• Texte présenté:

========

Mady Sylla cumule les casquettes : footballeur, danseur, chorégraphe, chef de projet print et web, bénévole auprès des plus démunis… Sur un coup de tête et sur un coup de coeur, il part au Togo découvrir l’art ancestral du tissage du Kenté et en revient avec un projet : La Paola Monova. Sa marque d’accessoires lui permet désormais de mêler créativité, quête de sens et amour de la mode. Le 1er juillet dernier, il a lancé sa campagne de crowdfunding et nous a accueilli chez lui, aux Ulis pour nous parler chiffons, engagement social, mais aussi origines et perspectives de ce projet qui l’occupe depuis maintenant deux ans.
Ça fait deux ans que tu t’es lancé dans la mode éthique avec le Kenté, un tissu ancestral d’Afrique de l’Ouest : comment t’es venue cette idée ?
Le Kenté, je l’ai découvert à travers un webreportage qui racontait l’histoire de Godwin, un maître tisserand togolais ayant appris l’art du Kenté au Ghana. J’ai tout de suite aimé les designs et les couleurs vibrantes de ce tissu. Il est magnifique !
À la fin de la vidéo, il y avait le numéro de Godwin : j’ai décidé de l’appeler et je suis tombé directement sur lui. C’est comme ça que je suis parti au Togo trois semaines après, au départ simplement pour le rencontrer. Godwin m’a présenté ses artisans, sa famille… Nous avons longuement discuté de son artisanat et de tout ce qu’il met en œuvre pour préserver le savoir-faire du tissage à la main, notamment des cours gratuits destinés à des apprentis. Son travail m’a tout de suite parlé, d’autant plus qu’à l’époque je m’intéressais beaucoup à la mode éthique. Je lui ai dit « je te promets de revenir avec un projet solide, sur lequel on travaillera ensemble ».
J’ai par la suite rencontré Raymond, un couturier de Lomé qui transmet lui aussi sa passion aux plus jeunes : je pense qu’il attendait seulement que quelqu’un vienne frapper à sa porte pour s’associer à un nouveau projet. C’est comme ça que nous avons commencé à collaborer.
À mon retour, j’ai d’abord bossé sur un projet de revente en ligne de vêtements africains entre particuliers. J’ai finalement décidé d’arrêter pour concrétiser une idée que j’avais en tête depuis longtemps : la création d’une marque d’accessoires.
« C’est comme ça que je suis parti au Togo trois semaines après pour le rencontrer. Godwin m’a présenté ses artisans, sa famille… Nous avons longuement discuté de son artisanat et de tout ce qu’il met en œuvre pour préserver le savoir-faire du tissage à la main, notamment des cours gratuits destinés à des apprentis Son travail m’a tout de suite parlé […] Je lui ai dit « je te promets de revenir avec un projet solide, sur lequel on travaillera ensemble ». »
C’est toi qui a dessiné la ceinture, le produit phare de La Paola Monova. Quelle a été ton inspiration ?
Il s’agit d’un mix entre un ruban de smoking porté autour de la taille (le cummerbund) et la partie inférieure d’un hoodie où l’on retrouve des poches. C’est la combinaison de ces deux éléments qui a donné le premier produit de La Paola Monova. Elle est faite de 14 pièces de tissu assemblées, dont du Kenté sur la partie face.

========

• Travail à faire: D'après le texte sur Mady Sylla, de combien de pièces de tissu est faite la ceinture de La Paola Monova ? Appuyez-vous uniquement sur le texte pour répondre.

• Lignes extraites:
========

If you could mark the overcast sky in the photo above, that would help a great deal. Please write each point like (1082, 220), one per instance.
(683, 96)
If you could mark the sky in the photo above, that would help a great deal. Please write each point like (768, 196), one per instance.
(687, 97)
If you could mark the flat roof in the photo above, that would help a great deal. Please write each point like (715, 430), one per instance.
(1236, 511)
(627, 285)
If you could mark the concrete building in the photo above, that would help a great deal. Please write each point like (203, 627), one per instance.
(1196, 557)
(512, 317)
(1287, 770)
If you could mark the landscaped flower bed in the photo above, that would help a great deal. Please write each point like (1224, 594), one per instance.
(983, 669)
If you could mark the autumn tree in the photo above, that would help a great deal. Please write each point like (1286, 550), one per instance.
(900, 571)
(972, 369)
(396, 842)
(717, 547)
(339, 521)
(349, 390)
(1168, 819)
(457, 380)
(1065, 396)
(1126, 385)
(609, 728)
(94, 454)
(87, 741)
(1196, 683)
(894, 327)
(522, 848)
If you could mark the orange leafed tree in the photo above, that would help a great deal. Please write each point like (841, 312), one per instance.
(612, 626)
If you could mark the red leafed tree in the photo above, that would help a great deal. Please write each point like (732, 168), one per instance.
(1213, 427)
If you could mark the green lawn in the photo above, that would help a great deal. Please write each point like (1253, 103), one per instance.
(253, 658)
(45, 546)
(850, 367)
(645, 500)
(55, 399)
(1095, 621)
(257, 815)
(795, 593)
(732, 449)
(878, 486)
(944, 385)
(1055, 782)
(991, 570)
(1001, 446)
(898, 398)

========

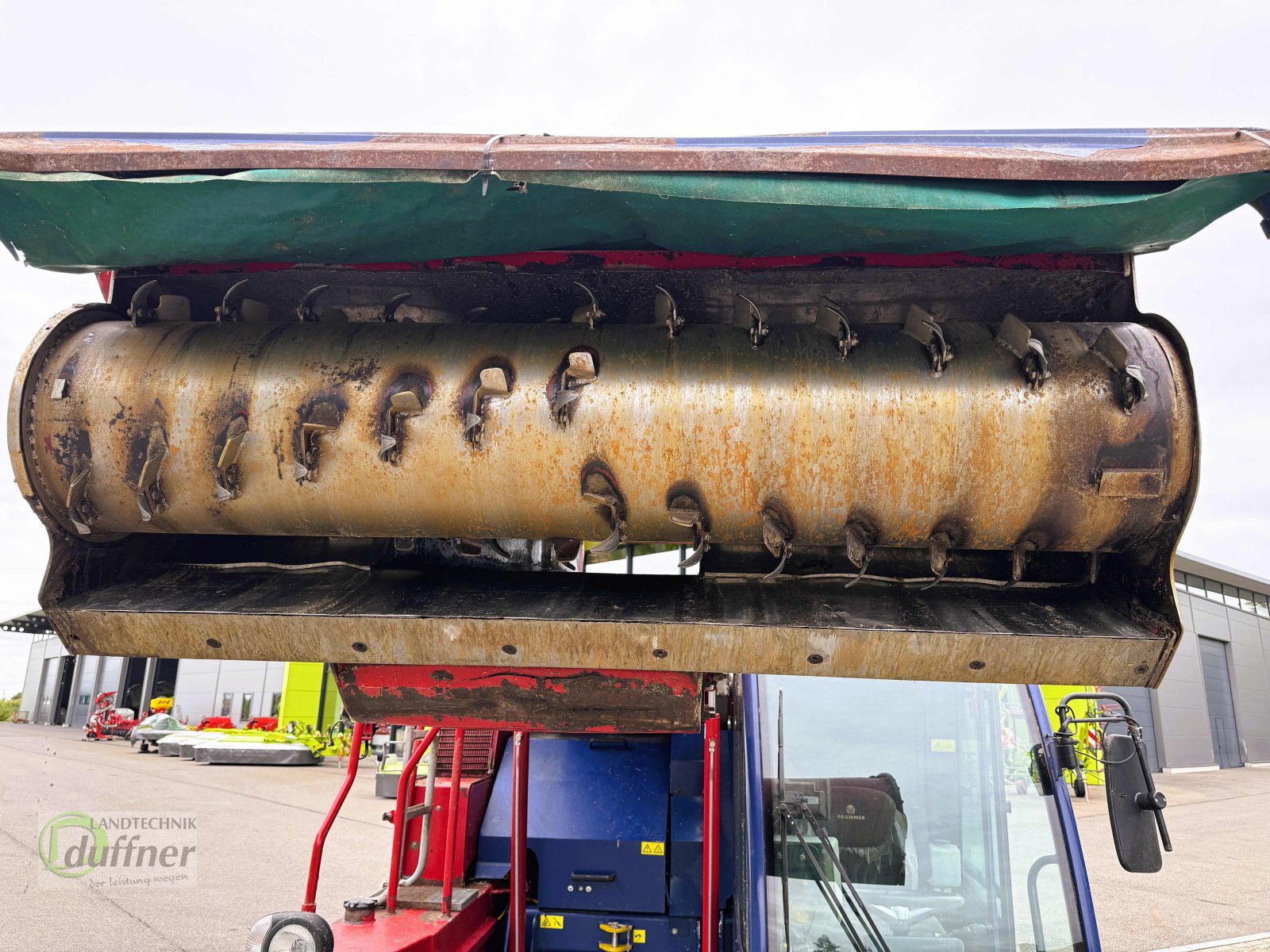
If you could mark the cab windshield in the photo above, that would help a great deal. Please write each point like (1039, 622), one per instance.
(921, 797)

========

• Résultat de l'exercice: Elle est faite de 14 pièces de tissu assemblées, dont du Kenté sur la partie face.